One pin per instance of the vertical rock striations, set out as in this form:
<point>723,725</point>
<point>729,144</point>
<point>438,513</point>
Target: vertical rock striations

------------------------------

■ **WHAT THIS TASK INVOLVES**:
Reply with one number: the count of lines in the entries that include the word "striations".

■ **RESULT**:
2